> [Texte fourni]
Le chapeau de M. Briggs de Kate Colquhoun

Le chapeau de M. Briggs. Récit sensationnel du premier meurtre commis à bord d’un train anglais. Titre et sous-titre présentent à la manière d’un journal à sensation le contenu de ce livre : en aucun cas un roman, Le chapeau de M. Briggs de Kate Colquhoun raconte par le menu et dans ses moindres détails l’enquête et le procès qui se déroulèrent en Angleterre en 1864 suite à la mort d’un passager, le banquier Thomas Briggs, violemment agressé dans son wagon de première classe lors d’un très court trajet entre Londres et son domicile. On ne sait cependant pas si c’est  l’agression qui a entraîné la mort ou bien la chute de la victime à l’extérieur du train. Quand il a été retrouvé entre deux voies, Mr Briggs était encore vivant, mais pour peu de temps.

Ce qui choqua l’opinion par-dessus tout, explique Kate Colquhoun, c’est que cette magnifique invention qu’était le train, chef d’œuvre de modernité, se révélait peu sûre. Tout un chacun, enfermé dans « ces caissons minuscules qui passent pour des voitures de chemin de fer » sans communication possible les uns avec les autres, se retrouvait isolé, à la merci de n’importe quel criminel. Le pire étant bien sûr que même des passagers de première classe n’étaient pas à l’abri de telles agressions…

Ce meurtre commis  dans un lieu public (mais clos, en vérité) enfreignait toutes les règles connues. Il aiguillonnait la peur horrible qu’au-delà des pages d’un roman la propre existence ordinaire de chacun pût également se retrouver plongée dans un chaos infernal.

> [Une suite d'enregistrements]
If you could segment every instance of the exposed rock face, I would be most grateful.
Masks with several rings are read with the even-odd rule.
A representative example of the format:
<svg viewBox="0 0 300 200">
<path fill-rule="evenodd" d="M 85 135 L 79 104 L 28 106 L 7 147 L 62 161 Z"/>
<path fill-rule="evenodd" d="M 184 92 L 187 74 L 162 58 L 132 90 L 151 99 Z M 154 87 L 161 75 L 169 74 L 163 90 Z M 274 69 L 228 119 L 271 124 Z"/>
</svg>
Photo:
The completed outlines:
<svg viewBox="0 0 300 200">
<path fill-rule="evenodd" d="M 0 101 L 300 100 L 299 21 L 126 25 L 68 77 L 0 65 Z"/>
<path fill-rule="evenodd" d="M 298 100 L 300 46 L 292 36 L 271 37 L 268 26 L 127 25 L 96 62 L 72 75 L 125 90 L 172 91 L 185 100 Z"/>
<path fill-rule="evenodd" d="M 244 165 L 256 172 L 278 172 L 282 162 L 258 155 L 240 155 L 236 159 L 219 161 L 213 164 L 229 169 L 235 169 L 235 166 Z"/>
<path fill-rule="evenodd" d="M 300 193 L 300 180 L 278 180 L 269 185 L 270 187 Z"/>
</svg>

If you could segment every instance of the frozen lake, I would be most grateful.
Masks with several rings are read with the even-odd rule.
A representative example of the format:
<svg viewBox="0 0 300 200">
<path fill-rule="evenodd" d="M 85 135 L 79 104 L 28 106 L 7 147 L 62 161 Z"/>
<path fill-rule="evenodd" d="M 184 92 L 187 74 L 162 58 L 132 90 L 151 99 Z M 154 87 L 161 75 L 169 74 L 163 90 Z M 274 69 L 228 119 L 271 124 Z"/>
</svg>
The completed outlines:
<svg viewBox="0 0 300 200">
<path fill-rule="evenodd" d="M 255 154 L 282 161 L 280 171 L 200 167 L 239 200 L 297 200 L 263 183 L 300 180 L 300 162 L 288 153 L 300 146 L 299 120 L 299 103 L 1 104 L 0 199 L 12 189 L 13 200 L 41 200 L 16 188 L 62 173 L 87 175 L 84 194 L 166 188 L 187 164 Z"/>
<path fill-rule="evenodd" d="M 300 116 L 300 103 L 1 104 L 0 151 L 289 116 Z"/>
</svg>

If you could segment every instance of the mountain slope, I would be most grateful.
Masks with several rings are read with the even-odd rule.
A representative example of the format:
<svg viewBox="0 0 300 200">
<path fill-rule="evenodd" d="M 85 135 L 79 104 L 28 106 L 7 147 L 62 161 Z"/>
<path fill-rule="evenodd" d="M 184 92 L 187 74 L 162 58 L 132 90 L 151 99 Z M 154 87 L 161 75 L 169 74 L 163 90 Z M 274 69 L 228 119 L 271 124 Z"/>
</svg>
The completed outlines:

> [Consignes écrites]
[1] D'après le texte fourni sur l'ouvrage de Kate Colquhoun, en quelle année l'enquête et le procès eurent-ils lieu en Angleterre ?
[2] Reprenez le texte fourni, de « Le chapeau de M. Briggs de » jusqu'à « peu de temps. », en substituant « financier » à « banquier ».

> [Réponses aux consignes]
[1] En 1864.

[2]
Le chapeau de M. Briggs de Kate Colquhoun

Le chapeau de M. Briggs. Récit sensationnel du premier meurtre commis à bord d’un train anglais. Titre et sous-titre présentent à la manière d’un journal à sensation le contenu de ce livre : en aucun cas un roman, Le chapeau de M. Briggs de Kate Colquhoun raconte par le menu et dans ses moindres détails l’enquête et le procès qui se déroulèrent en Angleterre en 1864 suite à la mort d’un passager, le financier Thomas Briggs, violemment agressé dans son wagon de première classe lors d’un très court trajet entre Londres et son domicile. On ne sait cependant pas si c’est  l’agression qui a entraîné la mort ou bien la chute de la victime à l’extérieur du train. Quand il a été retrouvé entre deux voies, Mr Briggs était encore vivant, mais pour peu de temps.